▶ [GOAL OF THE EXERCISE]:
Make an exact copy of each entry, leaving out every picture.

☆ ☆ ☆ ☆ ☆

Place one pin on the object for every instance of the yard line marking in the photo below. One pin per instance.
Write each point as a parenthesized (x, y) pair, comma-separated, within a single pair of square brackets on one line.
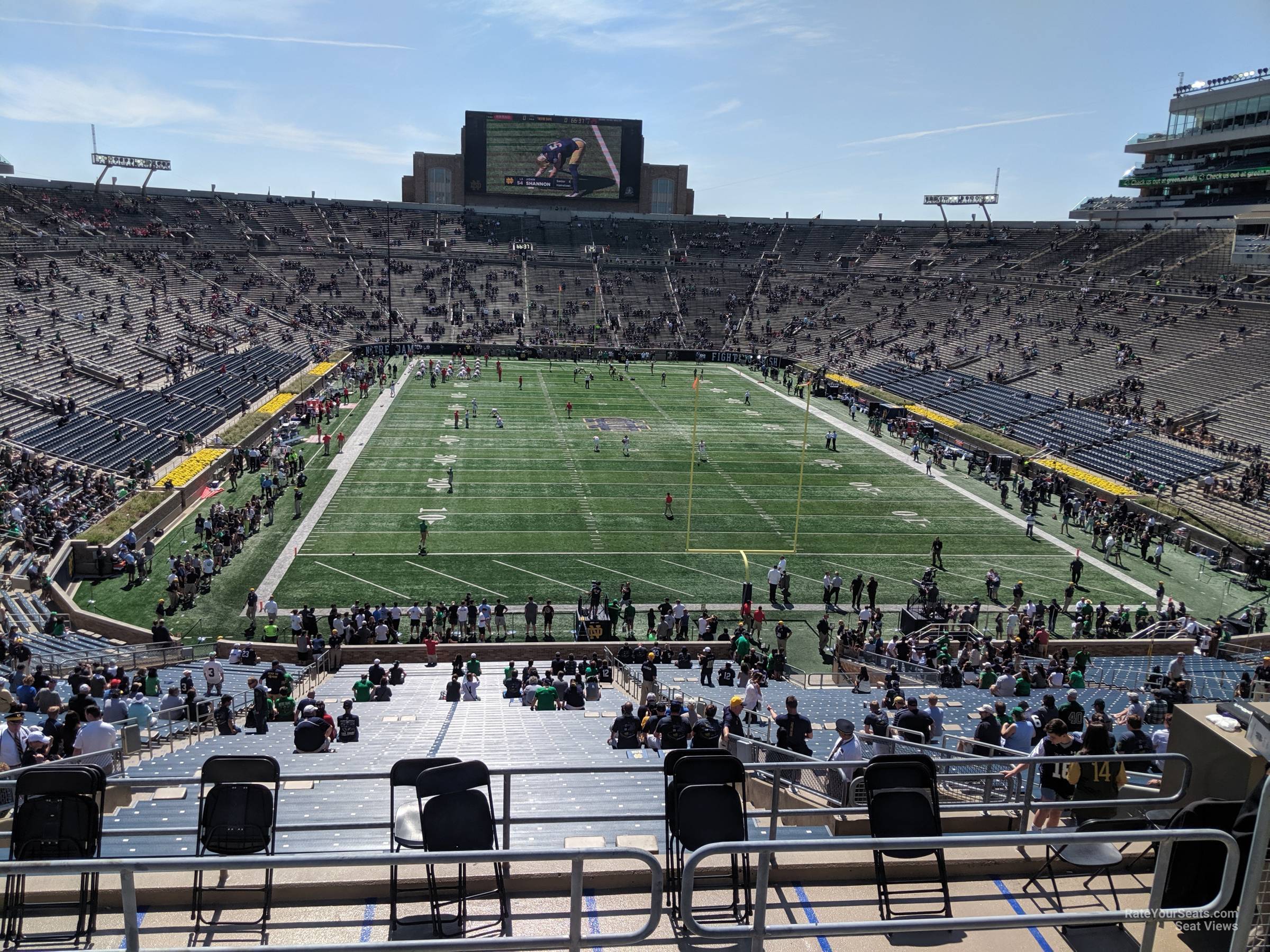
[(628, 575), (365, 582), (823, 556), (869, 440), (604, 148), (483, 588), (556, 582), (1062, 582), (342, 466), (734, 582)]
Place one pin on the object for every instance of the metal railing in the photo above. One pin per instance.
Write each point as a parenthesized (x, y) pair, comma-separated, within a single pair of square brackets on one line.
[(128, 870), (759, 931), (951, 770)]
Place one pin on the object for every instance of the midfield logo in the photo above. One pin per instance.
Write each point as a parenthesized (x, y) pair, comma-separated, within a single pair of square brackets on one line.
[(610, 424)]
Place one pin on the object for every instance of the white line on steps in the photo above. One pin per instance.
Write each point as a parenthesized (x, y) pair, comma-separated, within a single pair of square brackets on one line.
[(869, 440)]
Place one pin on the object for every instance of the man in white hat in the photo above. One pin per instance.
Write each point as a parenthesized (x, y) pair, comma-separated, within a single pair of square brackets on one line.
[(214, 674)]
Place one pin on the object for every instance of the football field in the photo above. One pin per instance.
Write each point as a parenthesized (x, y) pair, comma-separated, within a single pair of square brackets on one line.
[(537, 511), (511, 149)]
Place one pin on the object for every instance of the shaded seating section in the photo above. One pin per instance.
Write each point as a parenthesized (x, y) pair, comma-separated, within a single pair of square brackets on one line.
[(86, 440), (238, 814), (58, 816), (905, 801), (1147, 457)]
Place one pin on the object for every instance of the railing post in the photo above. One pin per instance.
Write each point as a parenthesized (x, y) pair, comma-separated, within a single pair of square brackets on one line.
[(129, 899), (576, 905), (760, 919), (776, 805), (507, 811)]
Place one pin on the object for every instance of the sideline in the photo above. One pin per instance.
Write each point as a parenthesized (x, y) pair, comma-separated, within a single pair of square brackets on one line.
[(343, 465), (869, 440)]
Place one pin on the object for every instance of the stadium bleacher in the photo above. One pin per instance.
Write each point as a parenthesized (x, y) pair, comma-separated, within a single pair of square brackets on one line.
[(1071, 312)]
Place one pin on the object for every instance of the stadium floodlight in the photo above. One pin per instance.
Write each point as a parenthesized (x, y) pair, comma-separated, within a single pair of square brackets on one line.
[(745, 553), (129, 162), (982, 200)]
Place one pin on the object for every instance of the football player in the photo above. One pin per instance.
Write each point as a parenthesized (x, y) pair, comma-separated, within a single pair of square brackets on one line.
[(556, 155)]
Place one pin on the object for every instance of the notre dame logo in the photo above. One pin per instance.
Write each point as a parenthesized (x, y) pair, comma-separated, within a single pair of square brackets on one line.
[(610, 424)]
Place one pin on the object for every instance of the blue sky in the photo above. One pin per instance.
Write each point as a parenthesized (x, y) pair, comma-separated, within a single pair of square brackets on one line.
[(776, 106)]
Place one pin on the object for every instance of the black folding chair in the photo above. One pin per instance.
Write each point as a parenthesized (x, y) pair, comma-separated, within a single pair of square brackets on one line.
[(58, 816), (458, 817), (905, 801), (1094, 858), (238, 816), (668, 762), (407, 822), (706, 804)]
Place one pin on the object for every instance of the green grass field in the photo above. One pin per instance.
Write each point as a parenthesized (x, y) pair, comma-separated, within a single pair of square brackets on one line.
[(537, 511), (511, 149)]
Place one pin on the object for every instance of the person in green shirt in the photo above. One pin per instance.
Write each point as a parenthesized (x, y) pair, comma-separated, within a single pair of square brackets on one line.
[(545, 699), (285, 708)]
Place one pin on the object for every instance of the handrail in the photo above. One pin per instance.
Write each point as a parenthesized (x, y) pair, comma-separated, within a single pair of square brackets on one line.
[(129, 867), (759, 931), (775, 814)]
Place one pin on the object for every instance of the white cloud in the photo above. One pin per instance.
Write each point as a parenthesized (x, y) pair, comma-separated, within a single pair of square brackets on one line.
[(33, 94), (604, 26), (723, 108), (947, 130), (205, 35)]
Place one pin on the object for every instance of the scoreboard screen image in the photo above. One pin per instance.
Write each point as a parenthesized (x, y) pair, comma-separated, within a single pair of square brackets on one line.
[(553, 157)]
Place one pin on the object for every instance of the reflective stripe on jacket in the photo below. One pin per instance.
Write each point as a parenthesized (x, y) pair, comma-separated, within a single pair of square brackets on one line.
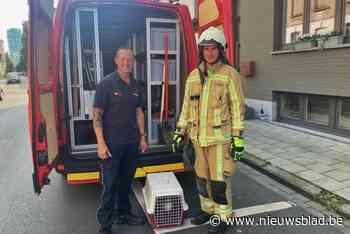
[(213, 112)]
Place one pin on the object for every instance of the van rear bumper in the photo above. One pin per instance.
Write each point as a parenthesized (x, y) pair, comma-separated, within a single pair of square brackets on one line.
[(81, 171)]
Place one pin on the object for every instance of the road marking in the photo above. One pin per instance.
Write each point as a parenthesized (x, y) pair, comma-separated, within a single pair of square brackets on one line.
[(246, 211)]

☆ ☆ ☆ ☆ ☆

▶ [ANSWER TO THE PROBLEM]:
Place one pin on the object for every instance of the yard line marking in the photo below. One pin per instance.
Write each point as a parenthesized (x, y) pair, comma-separated, within a single pair of square brackets on one line.
[(628, 575), (365, 582), (823, 556), (869, 440), (604, 148), (483, 588), (556, 582), (1062, 582), (342, 466), (734, 582)]
Place one pin on the object for every instance of the metal railing in the photo above. One pin per instance.
Write each point as a parenthesized (x, y) pair, comma-separated, within a single pair of square brackets on one line.
[(128, 870), (759, 931), (951, 770)]
Place one pin on the object for every instance of the midfield logo in the photo above. One pin per instance.
Write each point as a parenthesized (x, y) pair, comma-separated, within a single pair of square brackets on one line.
[(610, 424)]
Place one pin on the object for every instance of the white line on steps in the photo above. One pin per instance.
Write each point as a parenthesized (x, y) pair, comma-separated, within a single pair of square brackets on one line.
[(869, 440)]
Place one pin on the object for every instance of the man in white hat in the photo above. One pin per instance.
Write each point as a parenthesized (x, y) pair, comma-separated, within a single pair of square brackets on one line.
[(214, 674)]
Place one pin on the object for every instance of the football field in the photo above. One pin per instance.
Write each point as a parenthesized (x, y) pair, comma-separated, within a single pair of square brackets on one line.
[(537, 511), (511, 149)]
Place one pin on the object for every instance of the shaded seating section in the photo above. One pin per instance.
Write each point as a parenthesized (x, y) pair, comma-separated, within a single pair of square brackets on one line.
[(86, 440), (238, 814), (58, 816), (905, 801), (1147, 457)]
Place one pin on the object for every instance of the railing post in the photo above. One pin per instance.
Write each point as a parenthesized (x, y) pair, comma-separated, within a single pair of square brackets on one line.
[(129, 899), (576, 905), (760, 919), (776, 805), (507, 811)]
Place one pin on the object for every instance of the sideline in the photo above. One pin per instance.
Write each point as a parenthesized (x, y) pair, comma-separated, within a single pair of square brackets on one line.
[(343, 465), (869, 440)]
Place one pin on the object for every instance of the stadium bleacher in the photo above. One pin per instance.
Write each point as a parenthesized (x, y) pair, comma-separated, within a single pair of square brackets on one line.
[(1071, 312)]
Place one pin on the object for every instance of the stadium floodlight in the photo above. One pin per instance.
Write each point as a parenthesized (x, y) pair, comma-separated, within a single pair of square brackets on one line.
[(745, 553), (129, 162), (982, 200)]
Place one pin on the object for every instance of the football player in the photo above. One pin per instance.
Write each point as a parenthesized (x, y) pair, comma-separated, within a single pair of square brackets on one line.
[(556, 155)]
Place one pin on the object for every instance of the notre dame logo in the photo above. One pin per instance.
Write each point as a parenthesized (x, y) pair, comma-separated, within a single pair of square brackets on one line.
[(610, 424)]
Place one pin on the object for every instance of the blue sky in the photo above. One pin per instance.
Write each point as a parenthesized (x, y) pair, comma-separated, within a single pair of square brackets on one line.
[(776, 106)]
Place one pin on the object for every instance of the black folding chair in the photo above. One pin per instance.
Write each point as a parenthesized (x, y) pair, comma-separated, within a single pair of square brackets on one line.
[(58, 816), (458, 817), (905, 801), (1094, 858), (238, 816), (668, 762), (407, 822), (706, 804)]
Place one pin on the object for every instance of the green grass field in the photo above. One pin per instance.
Write each point as a parenthesized (x, y) pair, comma-separated, within a single pair of square brackets on one line.
[(537, 511), (511, 149)]
Place one pin on the object for every instance of the person in green shirt in the photo above. One pin per instance.
Write each point as a parenthesized (x, y) pair, comma-separated, within a single pair of square brackets on one line.
[(545, 699), (285, 708)]
Place one pin on the object for every instance of the handrail in the photo above. One pin per instance.
Write each point as a parenthesized (x, y) pair, comma-separated, within a single pair of square brackets on one line.
[(129, 867), (759, 931), (775, 814)]
Place one pin on the object for every instance of the white cloud in the photo above. One pin per instance.
Write each point as a parenthesized (x, y) pair, comma-separated, within a single pair of square brackets on one line.
[(33, 94), (604, 26), (723, 108), (947, 130), (205, 35)]
Place one pin on the object for every instance of the scoreboard screen image in the photo above. One pin per instance.
Write each point as a parenthesized (x, y) pair, comma-separated, within a single pair of square brackets on one line.
[(553, 157)]
Place one pin on the object for every instance of the reflective stripe on jacket in the photo below. One pin per instance.
Write each point as a parenthesized (x, y) pair, comma-separated, within a single pair of square brackets on one line.
[(213, 112)]
Place one pin on the object for every instance of the van rear bumper in the photo above. One pin per instance.
Write each point as a parenthesized (x, y) pair, comma-separated, within a single pair of square brackets on one line.
[(81, 171)]
Place one pin on the object for every instance of the road marking in the photo above. One pin per instance.
Write each point as a parenthesized (x, y) pair, comma-separated, within a single pair of square brackets on one line.
[(246, 211)]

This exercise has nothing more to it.